*** Material supplied ***

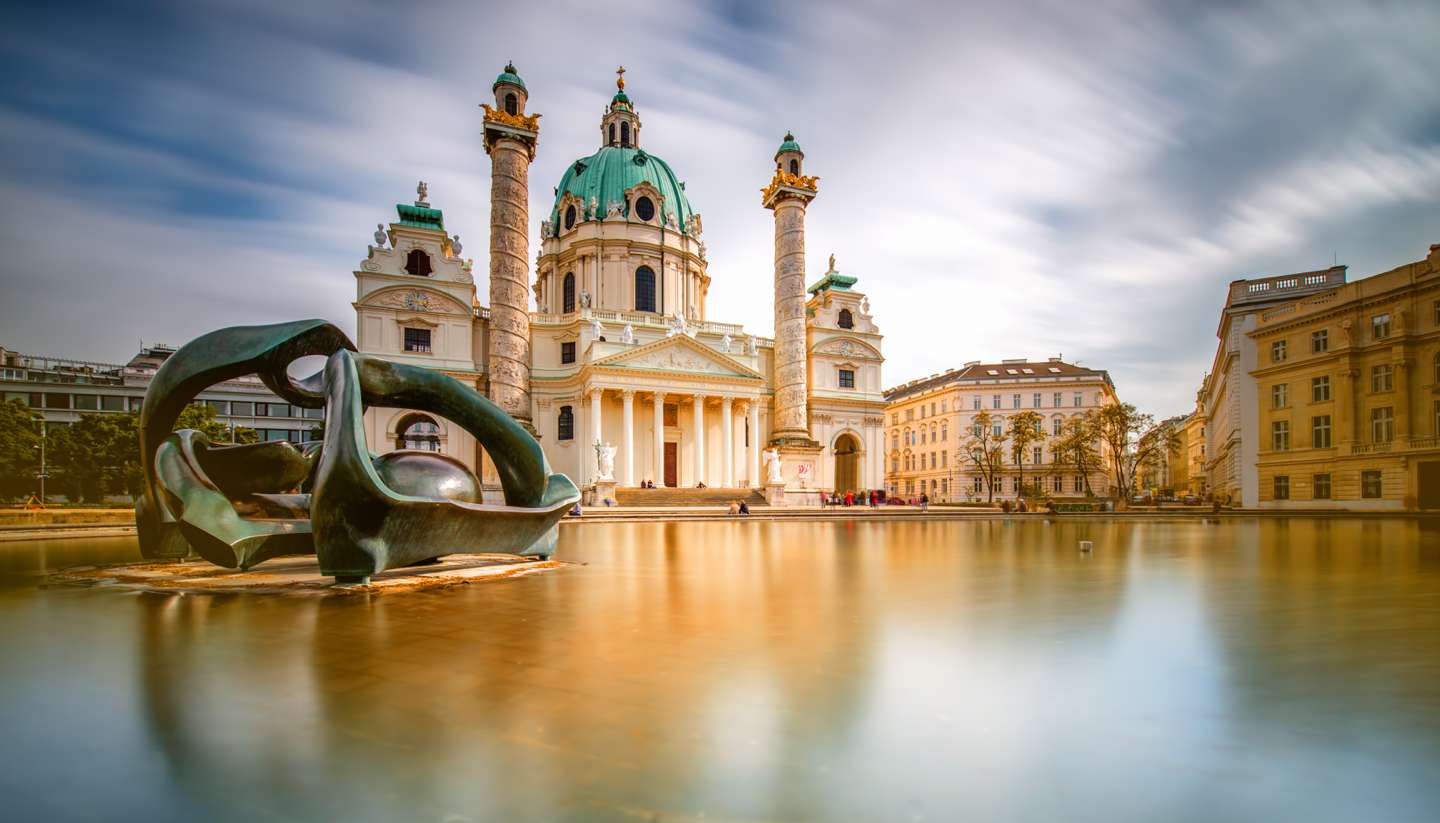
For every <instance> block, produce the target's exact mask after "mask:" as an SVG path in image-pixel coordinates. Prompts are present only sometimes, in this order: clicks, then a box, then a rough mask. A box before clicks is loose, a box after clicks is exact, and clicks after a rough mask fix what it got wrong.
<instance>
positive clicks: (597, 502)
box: [585, 481, 619, 506]
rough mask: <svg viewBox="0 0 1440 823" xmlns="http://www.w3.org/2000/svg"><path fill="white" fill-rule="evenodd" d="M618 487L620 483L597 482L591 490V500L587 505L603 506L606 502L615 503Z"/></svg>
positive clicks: (600, 481)
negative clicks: (615, 492) (616, 489)
mask: <svg viewBox="0 0 1440 823" xmlns="http://www.w3.org/2000/svg"><path fill="white" fill-rule="evenodd" d="M616 486H619V483H618V482H615V481H595V485H593V486H590V488H589V498H588V499H586V504H585V505H588V506H603V505H605V501H613V499H615V488H616Z"/></svg>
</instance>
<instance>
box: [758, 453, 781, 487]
mask: <svg viewBox="0 0 1440 823" xmlns="http://www.w3.org/2000/svg"><path fill="white" fill-rule="evenodd" d="M762 456H763V458H765V468H766V469H768V472H769V473H768V476H766V478H765V483H766V485H770V486H773V485H783V483H785V476H783V475H782V473H780V468H782V466H780V450H779V449H775V447H773V446H772V447H769V449H766V450H765V452H763V455H762Z"/></svg>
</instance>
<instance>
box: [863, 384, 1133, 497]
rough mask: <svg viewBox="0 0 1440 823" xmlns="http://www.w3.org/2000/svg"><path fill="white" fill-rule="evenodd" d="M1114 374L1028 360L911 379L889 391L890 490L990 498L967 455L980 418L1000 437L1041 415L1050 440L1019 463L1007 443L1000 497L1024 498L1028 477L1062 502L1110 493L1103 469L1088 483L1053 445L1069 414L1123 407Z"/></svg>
mask: <svg viewBox="0 0 1440 823" xmlns="http://www.w3.org/2000/svg"><path fill="white" fill-rule="evenodd" d="M1116 401H1117V397H1116V393H1115V384H1113V383H1112V381H1110V376H1109V373H1106V371H1104V370H1097V368H1087V367H1081V365H1076V364H1070V363H1064V361H1063V360H1060V358H1058V357H1053V358H1050V360H1045V361H1030V360H1025V358H1020V360H1005V361H1001V363H994V364H982V363H979V361H975V363H966V364H965V365H963V367H962V368H958V370H956V368H952V370H949V371H946V373H943V374H932V376H930V377H923V378H919V380H912V381H910V383H904V384H901V386H897V387H894V388H890V390H887V391H886V447H887V449H886V491H887V492H888V494H890V495H899V496H901V498H917V496H920V495H922V494H927V495H929V496H930V499H932V501H935V502H948V501H972V499H988V492H986V488H985V482H984V478H982V475H981V473H979V472H978V470H976V468H975V466H973V465H971V463H969V462H968V460H966V458H965V445H966V440H968V437H969V433H971V430H972V429H973V427H975V424H976V423H975V417H976V416H978V414H979V413H982V412H988V413H989V414H991V424H992V426H994V427H995V430H994V433H995V435H1001V433H1002V432H1005V430H1007V429H1008V426H1007V420H1008V417H1009V416H1011V414H1015V413H1020V412H1037V413H1038V414H1040V416H1041V419H1043V420H1044V423H1043V426H1044V429H1043V435H1044V437H1043V439H1041V440H1040V442H1038V443H1035V445H1034V446H1032V447H1031V449H1030V453H1027V455H1021V456H1020V458H1021V459H1020V463H1015V462H1014V459H1012V456H1011V449H1009V443H1005V470H1004V473H1002V476H1001V479H999V483H998V485H996V489H995V498H996V499H1002V498H1005V499H1014V498H1017V496H1020V489H1021V478H1024V482H1025V483H1027V485H1031V483H1035V482H1037V479H1038V482H1041V483H1043V488H1044V489H1045V492H1047V494H1050V495H1053V496H1056V498H1076V496H1084V495H1086V486H1087V485H1089V488H1090V489H1092V491H1093V494H1097V495H1107V494H1110V481H1109V478H1107V476H1106V473H1104V470H1103V469H1102V468H1100V466H1097V468H1096V469H1094V470H1093V472H1090V476H1089V483H1087V482H1086V481H1087V478H1084V476H1081V475H1077V473H1076V472H1074V469H1073V466H1066V465H1064V463H1063V462H1060V460H1057V459H1056V456H1054V450H1053V447H1051V443H1053V440H1054V437H1056V436H1057V435H1058V433H1060V427H1061V424H1063V423H1064V420H1066V419H1068V417H1076V416H1080V414H1083V413H1086V412H1087V410H1090V409H1097V407H1100V406H1103V404H1106V403H1116Z"/></svg>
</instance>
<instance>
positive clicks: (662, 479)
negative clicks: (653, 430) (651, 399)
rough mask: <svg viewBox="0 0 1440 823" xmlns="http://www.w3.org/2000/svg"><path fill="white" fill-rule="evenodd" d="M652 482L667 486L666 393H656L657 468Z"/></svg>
mask: <svg viewBox="0 0 1440 823" xmlns="http://www.w3.org/2000/svg"><path fill="white" fill-rule="evenodd" d="M654 472H655V473H654V475H651V478H649V479H651V482H652V483H655V485H657V486H664V485H665V393H664V391H657V393H655V466H654Z"/></svg>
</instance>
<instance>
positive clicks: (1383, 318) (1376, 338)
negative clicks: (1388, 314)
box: [1369, 314, 1390, 340]
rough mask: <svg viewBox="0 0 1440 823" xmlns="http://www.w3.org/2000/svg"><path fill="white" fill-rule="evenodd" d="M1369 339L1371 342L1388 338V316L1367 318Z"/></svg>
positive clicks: (1388, 324) (1388, 320) (1388, 322)
mask: <svg viewBox="0 0 1440 823" xmlns="http://www.w3.org/2000/svg"><path fill="white" fill-rule="evenodd" d="M1369 337H1371V340H1385V338H1387V337H1390V315H1388V314H1378V315H1375V317H1372V318H1369Z"/></svg>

*** End of Material supplied ***

Problem requirements: Your output must contain exactly the lines from the one containing "box: [1369, 314, 1390, 340]" to the final line of the data above, and no other text.

Answer box:
box: [1369, 314, 1390, 340]
rough mask: <svg viewBox="0 0 1440 823" xmlns="http://www.w3.org/2000/svg"><path fill="white" fill-rule="evenodd" d="M1369 339L1371 342L1388 338V316L1367 318Z"/></svg>
positive clicks: (1388, 324) (1388, 320) (1388, 322)
mask: <svg viewBox="0 0 1440 823" xmlns="http://www.w3.org/2000/svg"><path fill="white" fill-rule="evenodd" d="M1369 337H1371V340H1385V338H1387V337H1390V315H1388V314H1378V315H1375V317H1372V318H1369Z"/></svg>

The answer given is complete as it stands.